## Task to carry out
Transcribe the lines of the records below word for word, starting with the line that contains "Indicate the window" and ending with the line that contains "Indicate the wooden column", with both of those lines included.

Point annotations for photos:

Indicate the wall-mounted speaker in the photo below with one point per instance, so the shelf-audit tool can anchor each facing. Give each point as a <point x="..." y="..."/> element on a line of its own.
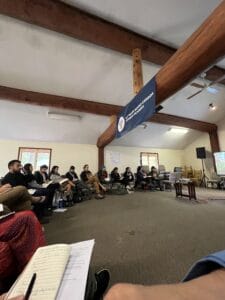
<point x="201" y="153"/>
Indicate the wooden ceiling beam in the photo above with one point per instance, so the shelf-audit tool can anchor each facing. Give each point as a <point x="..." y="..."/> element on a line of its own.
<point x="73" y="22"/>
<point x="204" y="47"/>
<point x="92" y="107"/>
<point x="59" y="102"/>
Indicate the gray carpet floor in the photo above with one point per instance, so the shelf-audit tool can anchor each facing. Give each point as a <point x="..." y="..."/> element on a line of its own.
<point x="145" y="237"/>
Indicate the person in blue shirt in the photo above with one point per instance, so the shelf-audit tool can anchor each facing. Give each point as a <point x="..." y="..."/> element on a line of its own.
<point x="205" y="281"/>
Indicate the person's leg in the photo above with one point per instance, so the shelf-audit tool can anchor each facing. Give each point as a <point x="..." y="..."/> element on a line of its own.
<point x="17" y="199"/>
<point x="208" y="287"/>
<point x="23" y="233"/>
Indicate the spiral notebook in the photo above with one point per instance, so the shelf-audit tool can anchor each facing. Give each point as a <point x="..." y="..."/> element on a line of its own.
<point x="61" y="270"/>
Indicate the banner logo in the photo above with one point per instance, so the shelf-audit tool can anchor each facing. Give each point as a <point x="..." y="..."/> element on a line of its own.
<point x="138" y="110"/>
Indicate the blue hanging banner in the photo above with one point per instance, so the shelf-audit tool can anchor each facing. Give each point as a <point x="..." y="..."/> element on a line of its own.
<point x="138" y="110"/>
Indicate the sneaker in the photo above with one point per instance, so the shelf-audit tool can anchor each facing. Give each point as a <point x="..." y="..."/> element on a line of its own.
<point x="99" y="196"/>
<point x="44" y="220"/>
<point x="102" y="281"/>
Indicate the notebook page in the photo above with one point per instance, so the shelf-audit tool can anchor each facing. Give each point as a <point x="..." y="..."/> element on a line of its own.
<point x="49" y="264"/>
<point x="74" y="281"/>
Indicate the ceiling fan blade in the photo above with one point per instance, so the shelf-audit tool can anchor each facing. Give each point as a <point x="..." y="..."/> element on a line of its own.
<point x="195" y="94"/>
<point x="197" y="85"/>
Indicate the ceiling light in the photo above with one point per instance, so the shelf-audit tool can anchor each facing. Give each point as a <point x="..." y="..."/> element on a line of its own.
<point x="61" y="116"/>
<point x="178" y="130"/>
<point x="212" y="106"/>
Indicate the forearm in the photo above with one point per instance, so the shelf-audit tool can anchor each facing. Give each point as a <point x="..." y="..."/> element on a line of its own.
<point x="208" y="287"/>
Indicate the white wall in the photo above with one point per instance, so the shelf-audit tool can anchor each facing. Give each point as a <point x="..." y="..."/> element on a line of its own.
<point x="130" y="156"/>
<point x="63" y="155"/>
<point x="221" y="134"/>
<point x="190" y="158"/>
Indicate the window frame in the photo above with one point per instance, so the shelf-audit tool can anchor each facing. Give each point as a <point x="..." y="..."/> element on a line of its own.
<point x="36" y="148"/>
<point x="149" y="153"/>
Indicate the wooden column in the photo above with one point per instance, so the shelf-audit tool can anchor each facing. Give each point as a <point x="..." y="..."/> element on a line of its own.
---
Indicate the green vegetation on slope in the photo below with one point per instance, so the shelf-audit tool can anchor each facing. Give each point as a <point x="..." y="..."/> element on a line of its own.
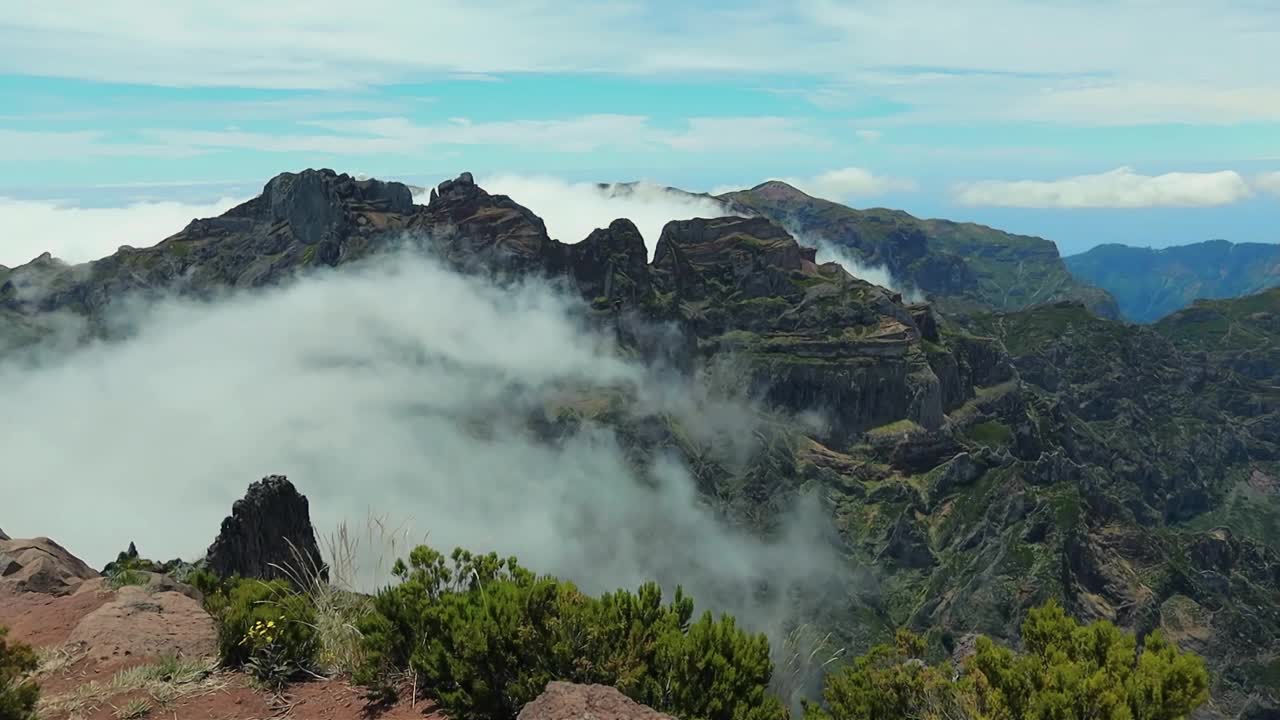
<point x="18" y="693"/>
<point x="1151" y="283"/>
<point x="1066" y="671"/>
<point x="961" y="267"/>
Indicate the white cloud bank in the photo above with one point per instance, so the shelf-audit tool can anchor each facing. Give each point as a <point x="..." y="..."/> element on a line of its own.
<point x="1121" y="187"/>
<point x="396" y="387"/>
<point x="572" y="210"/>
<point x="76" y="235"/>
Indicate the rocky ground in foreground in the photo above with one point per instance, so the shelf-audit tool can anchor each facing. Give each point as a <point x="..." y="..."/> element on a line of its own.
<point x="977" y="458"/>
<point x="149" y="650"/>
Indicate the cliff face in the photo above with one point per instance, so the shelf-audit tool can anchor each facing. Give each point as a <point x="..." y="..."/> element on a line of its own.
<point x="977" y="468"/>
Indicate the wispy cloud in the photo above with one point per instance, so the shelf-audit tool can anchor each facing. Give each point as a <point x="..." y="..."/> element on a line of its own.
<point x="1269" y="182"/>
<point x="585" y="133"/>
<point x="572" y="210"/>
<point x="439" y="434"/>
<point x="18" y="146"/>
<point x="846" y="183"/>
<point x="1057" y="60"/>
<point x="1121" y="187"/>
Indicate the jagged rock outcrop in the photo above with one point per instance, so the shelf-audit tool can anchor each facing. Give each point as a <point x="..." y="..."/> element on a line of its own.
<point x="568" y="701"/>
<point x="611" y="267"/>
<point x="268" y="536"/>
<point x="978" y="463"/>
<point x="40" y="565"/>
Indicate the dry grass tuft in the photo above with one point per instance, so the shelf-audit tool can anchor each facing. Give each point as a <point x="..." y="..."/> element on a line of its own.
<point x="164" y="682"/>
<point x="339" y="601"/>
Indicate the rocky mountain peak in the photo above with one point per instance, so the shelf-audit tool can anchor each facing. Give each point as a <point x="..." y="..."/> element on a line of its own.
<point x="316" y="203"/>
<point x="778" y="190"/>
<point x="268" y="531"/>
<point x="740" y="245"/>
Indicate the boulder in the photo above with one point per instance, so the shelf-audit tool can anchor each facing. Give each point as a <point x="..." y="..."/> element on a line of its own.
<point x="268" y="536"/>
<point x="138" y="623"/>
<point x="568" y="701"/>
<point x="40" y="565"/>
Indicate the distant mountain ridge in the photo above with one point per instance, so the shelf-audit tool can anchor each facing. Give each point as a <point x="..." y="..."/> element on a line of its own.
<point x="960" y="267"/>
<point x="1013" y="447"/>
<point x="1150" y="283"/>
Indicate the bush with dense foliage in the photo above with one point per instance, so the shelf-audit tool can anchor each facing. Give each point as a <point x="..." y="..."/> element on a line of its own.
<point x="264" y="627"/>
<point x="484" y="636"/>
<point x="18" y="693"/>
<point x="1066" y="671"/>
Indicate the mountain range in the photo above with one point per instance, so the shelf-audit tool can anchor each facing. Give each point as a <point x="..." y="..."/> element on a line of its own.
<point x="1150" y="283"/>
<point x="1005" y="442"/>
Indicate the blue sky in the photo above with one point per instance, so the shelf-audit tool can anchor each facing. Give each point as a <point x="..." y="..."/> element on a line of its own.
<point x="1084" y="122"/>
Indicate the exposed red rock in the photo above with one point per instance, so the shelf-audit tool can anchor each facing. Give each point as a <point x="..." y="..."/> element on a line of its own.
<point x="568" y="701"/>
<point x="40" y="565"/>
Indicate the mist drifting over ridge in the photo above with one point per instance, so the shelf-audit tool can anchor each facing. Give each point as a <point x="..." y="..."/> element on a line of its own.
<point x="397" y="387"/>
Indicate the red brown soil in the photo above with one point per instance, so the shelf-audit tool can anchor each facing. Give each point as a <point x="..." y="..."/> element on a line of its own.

## Task solution
Indicate the window frame in the photo above with one point per instance, so the shelf-audit tool can anchor each facing. Give each point as a <point x="..." y="..."/> element on a line of its own.
<point x="36" y="148"/>
<point x="149" y="153"/>
Indicate the wooden column in the photo above with one point per instance, so the shelf-audit tool can anchor each facing. Give each point as a <point x="..." y="..."/> element on a line of its own.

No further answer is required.